Revise the material below so that "stone statue" becomes "stone sculpture", and leave everything else unchanged.

____

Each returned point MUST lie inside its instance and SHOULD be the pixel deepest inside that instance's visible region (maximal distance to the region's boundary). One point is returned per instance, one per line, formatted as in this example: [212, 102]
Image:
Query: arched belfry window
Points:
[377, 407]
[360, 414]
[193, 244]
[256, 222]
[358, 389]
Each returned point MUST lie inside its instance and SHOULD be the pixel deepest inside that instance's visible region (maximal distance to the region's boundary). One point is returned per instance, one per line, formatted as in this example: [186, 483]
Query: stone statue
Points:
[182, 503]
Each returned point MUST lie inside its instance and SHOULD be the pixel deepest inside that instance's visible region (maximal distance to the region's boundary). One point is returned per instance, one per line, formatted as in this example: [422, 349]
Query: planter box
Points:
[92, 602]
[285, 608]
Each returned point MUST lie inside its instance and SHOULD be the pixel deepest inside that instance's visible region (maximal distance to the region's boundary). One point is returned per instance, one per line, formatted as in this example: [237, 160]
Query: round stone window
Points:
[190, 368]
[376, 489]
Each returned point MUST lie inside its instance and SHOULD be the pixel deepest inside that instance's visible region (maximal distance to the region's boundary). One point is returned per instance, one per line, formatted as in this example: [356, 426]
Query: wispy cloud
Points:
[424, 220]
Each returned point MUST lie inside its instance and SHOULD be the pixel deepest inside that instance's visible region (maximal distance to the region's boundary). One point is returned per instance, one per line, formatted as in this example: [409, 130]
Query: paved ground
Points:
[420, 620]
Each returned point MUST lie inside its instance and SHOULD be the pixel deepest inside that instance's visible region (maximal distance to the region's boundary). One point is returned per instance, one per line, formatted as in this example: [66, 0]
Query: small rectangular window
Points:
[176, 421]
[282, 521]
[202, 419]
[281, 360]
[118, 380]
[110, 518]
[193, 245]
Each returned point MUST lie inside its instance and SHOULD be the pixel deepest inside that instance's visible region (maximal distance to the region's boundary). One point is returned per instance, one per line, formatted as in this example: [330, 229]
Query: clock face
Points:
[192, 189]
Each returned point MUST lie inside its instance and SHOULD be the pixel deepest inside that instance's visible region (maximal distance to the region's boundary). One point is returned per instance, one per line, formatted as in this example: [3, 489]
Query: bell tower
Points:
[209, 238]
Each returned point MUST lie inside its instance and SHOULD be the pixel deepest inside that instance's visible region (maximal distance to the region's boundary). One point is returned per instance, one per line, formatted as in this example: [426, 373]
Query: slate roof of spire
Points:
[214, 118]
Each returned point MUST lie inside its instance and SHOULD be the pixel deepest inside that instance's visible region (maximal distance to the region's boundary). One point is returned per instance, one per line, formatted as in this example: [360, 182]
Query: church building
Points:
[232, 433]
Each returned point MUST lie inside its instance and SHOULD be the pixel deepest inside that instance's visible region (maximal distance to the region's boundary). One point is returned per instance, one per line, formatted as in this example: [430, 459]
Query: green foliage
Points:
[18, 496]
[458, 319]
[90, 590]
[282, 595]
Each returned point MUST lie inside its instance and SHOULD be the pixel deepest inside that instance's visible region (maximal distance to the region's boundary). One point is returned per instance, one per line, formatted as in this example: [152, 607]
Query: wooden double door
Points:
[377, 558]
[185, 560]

____

■ EXERCISE ANSWER:
Each returned point MUST lie inside its instance and SHOULD be the pixel deepest inside that instance's visible region (maximal distance to the region's boundary). One point is returned per instance, one per line, formatted as in this example: [212, 102]
Image:
Query: arched belfry window
Points:
[377, 407]
[360, 414]
[193, 244]
[256, 222]
[358, 389]
Each returned point MUST lie inside its instance and SHOULD be the pixel deepest inside that instance's visible region (maximal distance to the region's boundary). One point is returned per instance, one per line, formatted as in this example: [186, 483]
Query: stone sculpture
Points:
[182, 503]
Each returned point MUST lie inside its instance and SHOULD be the pixel deepest inside that instance's visible region (maximal distance to the region's boundary). One point is returned per instance, one per line, formatted as in this example: [422, 349]
Query: planter box
Points:
[92, 602]
[285, 608]
Each returned point MUST lie inside its instance and SHOULD be the pixel deepest inside that instance's visible region (maximal distance to the region's boundary). One point is returned per instance, one per line, formatted as in this example: [237, 160]
Query: round stone window
Points:
[190, 368]
[376, 489]
Each returned point MUST lie inside its instance and SHOULD be the pixel deepest inside that instance's visible region (maximal distance to the region's boundary). One point is returned per instance, one per line, formatted as in this example: [356, 426]
Query: wispy cloud
Points:
[424, 220]
Each returned point MUST lie inside its instance and SHOULD be the pixel deepest inside that instance's visible region (maximal distance to the region's boundary). One point is returned per instance, one per line, formatted as in this example: [409, 130]
Query: paved ground
Points:
[420, 620]
Each returned point MUST lie inside its instance and SHOULD be the pixel deepest inside that instance's visible region (maximal distance to the region's boundary). One point is returned per instance, one per line, formatted as in this example: [66, 0]
Query: small rectangular window
Points:
[176, 421]
[282, 521]
[202, 419]
[281, 360]
[118, 380]
[110, 518]
[193, 245]
Each returned point MUST lie inside its instance and SHOULD be the pixel deepest inside that instance's visible region (maximal distance to the region's boundary). One point is returned per instance, one per line, formatted as in this example: [330, 229]
Query: clock face
Points:
[192, 189]
Each returned point MUST lie inside its instance and SHOULD be the pixel deepest inside that instance's visible region (maximal distance to the region's boundary). One point is returned per instance, one per line, formatted as in this example: [3, 489]
Query: bell tower
Points:
[209, 238]
Each returned point MUST lie inside its instance and SHOULD be the pixel deepest inside that instance's visible region (maximal distance to the region's boundary). One point is returned per instance, one per line, formatted as in this example: [426, 373]
Query: slate roof of spire
Points:
[214, 118]
Each returned point MUST lie inside its instance and SHOULD be the pixel deepest inside that instance's visible region (maximal distance to the region's boundary). One point is returned per instance, one per line, formatted as in this example: [360, 182]
Query: church building
Points:
[232, 433]
Each returned point MUST lie inside its instance and SHOULD be the pixel deepest inside that instance's visible region (maximal distance to the region's boundary). One point is returned per instance, one per line, formatted as in this example: [430, 459]
Query: green foliage
Points:
[18, 496]
[458, 319]
[90, 590]
[282, 595]
Each returned point MUST lie inside its instance and SHOULD be the pixel deepest inside that instance's visible region (maximal distance to the region's boundary). One point is returned per instance, one per line, formatted as in this example: [152, 607]
Query: wooden double door
Points:
[377, 558]
[185, 560]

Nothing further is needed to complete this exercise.